• [Work to be completed]:
Work through the data below and copy out every line where "blue" is found.
════════════════
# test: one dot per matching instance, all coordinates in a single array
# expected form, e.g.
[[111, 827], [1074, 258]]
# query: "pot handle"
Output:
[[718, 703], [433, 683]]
════════════════
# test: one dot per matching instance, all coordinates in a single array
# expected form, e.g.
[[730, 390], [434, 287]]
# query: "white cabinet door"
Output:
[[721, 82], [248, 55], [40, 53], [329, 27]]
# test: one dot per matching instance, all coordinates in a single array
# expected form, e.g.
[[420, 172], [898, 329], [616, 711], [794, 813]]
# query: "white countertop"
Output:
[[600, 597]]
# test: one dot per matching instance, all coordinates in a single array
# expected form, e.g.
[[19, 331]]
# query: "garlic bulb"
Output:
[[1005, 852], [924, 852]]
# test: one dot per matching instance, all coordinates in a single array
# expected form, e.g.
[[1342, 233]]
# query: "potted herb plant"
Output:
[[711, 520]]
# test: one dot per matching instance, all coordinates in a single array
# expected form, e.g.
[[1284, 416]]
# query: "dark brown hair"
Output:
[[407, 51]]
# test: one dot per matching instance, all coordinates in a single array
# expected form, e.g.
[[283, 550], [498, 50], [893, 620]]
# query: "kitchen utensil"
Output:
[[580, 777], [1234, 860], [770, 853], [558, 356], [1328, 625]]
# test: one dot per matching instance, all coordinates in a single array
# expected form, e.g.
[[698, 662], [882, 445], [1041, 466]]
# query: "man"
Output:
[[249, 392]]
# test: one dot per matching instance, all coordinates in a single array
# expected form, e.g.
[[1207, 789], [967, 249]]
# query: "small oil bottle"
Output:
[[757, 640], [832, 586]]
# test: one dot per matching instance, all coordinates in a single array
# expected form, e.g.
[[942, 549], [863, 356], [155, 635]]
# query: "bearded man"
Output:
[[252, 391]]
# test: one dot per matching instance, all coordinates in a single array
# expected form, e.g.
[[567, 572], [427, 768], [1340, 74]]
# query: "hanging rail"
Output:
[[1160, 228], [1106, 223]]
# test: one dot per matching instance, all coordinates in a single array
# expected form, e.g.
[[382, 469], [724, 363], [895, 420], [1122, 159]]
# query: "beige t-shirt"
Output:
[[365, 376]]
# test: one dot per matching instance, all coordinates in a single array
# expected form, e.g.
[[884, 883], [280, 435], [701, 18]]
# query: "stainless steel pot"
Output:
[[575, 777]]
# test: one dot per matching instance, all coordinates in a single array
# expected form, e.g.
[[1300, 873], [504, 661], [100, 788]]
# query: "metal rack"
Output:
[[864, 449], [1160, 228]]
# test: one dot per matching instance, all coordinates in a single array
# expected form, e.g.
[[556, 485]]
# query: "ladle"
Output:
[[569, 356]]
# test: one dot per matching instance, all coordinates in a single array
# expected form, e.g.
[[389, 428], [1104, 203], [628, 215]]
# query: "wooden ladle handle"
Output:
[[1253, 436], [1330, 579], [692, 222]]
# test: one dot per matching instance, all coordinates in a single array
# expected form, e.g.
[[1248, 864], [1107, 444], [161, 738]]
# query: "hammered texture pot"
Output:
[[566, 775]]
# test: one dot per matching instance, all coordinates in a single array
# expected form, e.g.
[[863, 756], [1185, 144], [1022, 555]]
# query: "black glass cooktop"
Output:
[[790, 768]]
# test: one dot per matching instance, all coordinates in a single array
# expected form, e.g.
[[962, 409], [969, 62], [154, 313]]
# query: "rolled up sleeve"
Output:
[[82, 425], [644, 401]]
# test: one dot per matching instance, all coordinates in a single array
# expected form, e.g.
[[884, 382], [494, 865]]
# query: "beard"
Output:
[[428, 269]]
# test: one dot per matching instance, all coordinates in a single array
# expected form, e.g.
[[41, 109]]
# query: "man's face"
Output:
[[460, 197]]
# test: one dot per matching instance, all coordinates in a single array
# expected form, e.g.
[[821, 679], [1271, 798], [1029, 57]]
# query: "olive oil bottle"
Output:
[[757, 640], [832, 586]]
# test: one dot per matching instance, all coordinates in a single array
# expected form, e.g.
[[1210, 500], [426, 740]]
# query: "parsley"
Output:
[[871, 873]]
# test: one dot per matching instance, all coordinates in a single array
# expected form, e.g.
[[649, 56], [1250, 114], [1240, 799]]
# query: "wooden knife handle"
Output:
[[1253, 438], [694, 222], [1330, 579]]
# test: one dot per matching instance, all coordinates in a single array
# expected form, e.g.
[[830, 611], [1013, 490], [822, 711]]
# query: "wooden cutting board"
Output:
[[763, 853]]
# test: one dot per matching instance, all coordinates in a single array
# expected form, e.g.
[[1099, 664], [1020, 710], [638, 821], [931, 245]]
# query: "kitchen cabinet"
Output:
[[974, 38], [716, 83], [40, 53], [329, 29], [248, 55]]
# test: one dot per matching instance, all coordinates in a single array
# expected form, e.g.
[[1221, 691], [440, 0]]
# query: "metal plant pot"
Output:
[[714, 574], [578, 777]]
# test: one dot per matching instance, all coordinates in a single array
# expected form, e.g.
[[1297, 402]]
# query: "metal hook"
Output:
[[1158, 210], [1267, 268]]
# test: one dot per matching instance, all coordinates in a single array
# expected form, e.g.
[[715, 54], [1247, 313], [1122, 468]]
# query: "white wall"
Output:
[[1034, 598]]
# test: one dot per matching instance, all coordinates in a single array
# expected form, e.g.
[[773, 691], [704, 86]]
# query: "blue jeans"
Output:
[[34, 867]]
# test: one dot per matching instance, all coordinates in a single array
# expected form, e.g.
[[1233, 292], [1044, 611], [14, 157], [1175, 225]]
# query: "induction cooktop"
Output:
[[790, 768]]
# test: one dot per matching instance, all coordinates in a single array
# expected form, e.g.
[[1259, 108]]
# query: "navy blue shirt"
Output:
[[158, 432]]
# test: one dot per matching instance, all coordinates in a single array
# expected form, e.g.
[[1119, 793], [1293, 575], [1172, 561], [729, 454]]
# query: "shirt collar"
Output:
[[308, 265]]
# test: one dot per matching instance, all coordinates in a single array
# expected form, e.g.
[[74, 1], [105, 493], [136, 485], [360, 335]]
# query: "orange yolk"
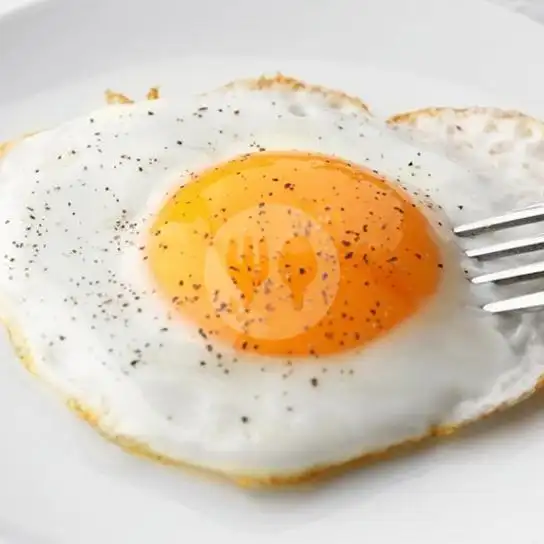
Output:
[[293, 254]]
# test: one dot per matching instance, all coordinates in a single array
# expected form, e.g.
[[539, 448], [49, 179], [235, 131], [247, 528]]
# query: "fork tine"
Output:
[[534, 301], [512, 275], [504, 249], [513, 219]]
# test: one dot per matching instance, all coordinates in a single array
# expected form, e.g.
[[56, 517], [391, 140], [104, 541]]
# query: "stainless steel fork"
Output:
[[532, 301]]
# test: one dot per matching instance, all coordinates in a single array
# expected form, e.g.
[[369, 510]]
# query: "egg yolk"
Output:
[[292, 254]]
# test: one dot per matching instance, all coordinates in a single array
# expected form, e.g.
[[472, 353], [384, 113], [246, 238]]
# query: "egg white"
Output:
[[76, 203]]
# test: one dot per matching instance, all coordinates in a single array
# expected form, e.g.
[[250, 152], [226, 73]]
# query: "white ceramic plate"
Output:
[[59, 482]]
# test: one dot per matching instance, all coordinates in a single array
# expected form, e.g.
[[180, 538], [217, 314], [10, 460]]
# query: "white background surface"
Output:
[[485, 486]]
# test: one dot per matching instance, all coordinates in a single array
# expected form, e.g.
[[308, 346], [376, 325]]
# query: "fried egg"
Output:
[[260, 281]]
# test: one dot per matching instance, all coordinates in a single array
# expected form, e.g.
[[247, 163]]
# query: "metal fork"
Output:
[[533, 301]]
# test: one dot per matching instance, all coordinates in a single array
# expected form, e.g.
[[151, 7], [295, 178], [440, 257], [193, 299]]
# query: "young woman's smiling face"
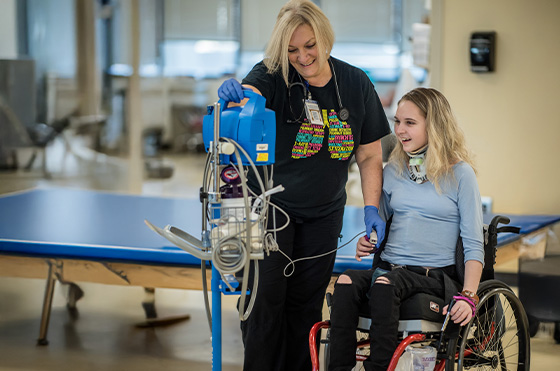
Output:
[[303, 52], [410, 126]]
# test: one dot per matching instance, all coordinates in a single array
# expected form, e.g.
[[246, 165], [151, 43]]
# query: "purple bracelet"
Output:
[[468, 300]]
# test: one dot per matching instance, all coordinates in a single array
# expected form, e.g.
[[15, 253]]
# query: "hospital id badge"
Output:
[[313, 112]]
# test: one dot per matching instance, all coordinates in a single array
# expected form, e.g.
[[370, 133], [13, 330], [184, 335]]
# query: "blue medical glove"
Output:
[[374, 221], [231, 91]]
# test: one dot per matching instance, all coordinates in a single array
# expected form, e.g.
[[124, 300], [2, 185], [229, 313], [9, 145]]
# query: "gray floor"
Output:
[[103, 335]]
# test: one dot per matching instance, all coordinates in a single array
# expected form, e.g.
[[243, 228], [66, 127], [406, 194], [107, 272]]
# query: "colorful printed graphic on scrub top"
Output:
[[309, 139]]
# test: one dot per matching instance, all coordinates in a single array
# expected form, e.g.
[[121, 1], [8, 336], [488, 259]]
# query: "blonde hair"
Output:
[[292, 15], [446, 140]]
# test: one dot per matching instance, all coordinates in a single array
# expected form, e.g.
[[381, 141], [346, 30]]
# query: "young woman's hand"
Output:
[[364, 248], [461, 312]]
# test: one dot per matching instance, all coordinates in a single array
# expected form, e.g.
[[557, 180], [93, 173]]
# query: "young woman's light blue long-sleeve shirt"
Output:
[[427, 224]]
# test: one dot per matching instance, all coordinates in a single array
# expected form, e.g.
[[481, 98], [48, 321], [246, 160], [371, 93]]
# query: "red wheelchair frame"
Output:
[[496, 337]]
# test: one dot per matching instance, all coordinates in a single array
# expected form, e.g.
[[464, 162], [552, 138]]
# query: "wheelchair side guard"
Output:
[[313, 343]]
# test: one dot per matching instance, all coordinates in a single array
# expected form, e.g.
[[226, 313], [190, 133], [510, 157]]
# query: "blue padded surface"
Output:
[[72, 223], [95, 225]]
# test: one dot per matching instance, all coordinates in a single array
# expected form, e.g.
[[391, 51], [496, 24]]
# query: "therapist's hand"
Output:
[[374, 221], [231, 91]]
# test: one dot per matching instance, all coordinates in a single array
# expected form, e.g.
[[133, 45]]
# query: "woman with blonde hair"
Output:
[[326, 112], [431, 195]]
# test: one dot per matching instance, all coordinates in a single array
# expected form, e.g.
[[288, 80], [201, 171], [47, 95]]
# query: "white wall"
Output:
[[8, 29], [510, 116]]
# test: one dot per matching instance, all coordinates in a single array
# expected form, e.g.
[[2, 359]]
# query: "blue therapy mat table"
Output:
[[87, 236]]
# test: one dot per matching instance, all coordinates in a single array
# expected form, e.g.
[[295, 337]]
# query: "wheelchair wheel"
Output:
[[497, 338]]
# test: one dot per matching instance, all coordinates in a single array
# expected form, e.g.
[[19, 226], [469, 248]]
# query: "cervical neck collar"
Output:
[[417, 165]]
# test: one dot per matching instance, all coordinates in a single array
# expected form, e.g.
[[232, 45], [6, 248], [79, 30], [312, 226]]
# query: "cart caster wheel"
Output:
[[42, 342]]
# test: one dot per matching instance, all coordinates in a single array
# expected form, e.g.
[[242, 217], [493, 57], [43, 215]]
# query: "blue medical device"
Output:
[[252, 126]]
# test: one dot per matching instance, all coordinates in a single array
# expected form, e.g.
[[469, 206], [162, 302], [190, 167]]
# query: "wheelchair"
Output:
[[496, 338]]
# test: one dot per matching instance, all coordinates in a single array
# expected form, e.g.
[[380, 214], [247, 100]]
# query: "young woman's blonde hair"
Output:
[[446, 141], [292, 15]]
════════════════
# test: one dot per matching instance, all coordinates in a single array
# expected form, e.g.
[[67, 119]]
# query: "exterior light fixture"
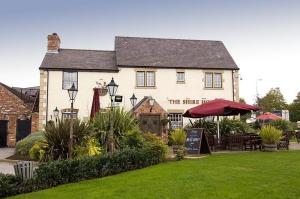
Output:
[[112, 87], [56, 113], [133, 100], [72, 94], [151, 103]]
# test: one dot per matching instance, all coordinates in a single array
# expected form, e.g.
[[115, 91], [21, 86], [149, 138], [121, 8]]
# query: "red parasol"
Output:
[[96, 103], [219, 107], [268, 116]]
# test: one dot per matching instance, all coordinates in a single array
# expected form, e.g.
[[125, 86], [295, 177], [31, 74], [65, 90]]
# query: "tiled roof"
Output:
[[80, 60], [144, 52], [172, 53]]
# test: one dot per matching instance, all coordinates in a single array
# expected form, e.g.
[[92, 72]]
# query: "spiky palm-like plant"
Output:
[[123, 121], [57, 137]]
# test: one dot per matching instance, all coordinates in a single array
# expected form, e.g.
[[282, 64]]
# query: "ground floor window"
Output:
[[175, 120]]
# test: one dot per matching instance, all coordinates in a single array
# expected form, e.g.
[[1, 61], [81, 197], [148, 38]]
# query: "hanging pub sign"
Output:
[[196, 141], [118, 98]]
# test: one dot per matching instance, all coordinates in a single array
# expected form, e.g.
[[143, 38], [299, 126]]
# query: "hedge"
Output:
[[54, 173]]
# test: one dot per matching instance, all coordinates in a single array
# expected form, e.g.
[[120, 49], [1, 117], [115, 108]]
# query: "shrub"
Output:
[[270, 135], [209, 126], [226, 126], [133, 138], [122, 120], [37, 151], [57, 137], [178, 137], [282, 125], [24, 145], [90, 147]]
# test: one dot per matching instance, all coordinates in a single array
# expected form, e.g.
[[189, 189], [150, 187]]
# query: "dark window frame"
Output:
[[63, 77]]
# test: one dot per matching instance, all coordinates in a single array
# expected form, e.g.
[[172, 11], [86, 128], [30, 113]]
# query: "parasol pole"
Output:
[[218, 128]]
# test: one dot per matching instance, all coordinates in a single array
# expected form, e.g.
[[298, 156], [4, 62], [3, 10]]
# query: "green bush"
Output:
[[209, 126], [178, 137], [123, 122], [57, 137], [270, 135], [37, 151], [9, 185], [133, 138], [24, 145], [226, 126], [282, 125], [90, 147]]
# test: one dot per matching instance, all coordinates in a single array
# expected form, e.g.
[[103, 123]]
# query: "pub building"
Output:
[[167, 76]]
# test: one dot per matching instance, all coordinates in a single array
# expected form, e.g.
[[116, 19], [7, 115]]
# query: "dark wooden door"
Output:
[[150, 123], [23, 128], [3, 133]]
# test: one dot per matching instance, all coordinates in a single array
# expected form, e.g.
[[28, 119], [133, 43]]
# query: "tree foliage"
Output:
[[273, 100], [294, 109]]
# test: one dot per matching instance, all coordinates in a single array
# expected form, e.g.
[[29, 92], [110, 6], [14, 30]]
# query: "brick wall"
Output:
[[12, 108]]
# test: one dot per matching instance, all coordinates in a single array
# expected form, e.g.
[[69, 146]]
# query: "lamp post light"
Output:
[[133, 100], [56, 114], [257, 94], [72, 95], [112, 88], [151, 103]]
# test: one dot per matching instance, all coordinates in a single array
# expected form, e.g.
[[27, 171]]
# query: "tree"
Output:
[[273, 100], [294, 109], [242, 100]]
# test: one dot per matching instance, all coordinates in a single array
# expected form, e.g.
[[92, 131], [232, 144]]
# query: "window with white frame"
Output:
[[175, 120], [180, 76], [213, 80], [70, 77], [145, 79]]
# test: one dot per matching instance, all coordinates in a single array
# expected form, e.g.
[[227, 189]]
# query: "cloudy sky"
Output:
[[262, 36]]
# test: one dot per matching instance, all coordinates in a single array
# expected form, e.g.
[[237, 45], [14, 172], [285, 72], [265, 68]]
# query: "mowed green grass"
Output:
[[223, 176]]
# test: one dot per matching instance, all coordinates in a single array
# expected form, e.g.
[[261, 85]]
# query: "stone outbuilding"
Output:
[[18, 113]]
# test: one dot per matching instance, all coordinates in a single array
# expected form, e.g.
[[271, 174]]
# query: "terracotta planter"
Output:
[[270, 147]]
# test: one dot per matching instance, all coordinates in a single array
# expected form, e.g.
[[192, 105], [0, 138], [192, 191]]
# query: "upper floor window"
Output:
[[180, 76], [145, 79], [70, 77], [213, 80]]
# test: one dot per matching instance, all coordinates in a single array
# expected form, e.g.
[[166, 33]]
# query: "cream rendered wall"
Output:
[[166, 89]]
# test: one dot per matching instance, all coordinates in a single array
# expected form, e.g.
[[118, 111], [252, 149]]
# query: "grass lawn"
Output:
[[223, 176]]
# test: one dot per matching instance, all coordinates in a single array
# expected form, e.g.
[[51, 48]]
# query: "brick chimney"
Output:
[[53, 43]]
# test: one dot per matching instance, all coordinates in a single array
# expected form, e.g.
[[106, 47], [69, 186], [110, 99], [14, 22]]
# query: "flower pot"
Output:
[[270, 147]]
════════════════
• [Task result]:
# query: "blue jeans"
# query: "navy blue shirt"
# query: "blue medical glove"
# query: "young woman's light blue long-sleeve shirt"
# query: "blue padded surface"
# query: "blue therapy mat table"
# query: "blue medical device"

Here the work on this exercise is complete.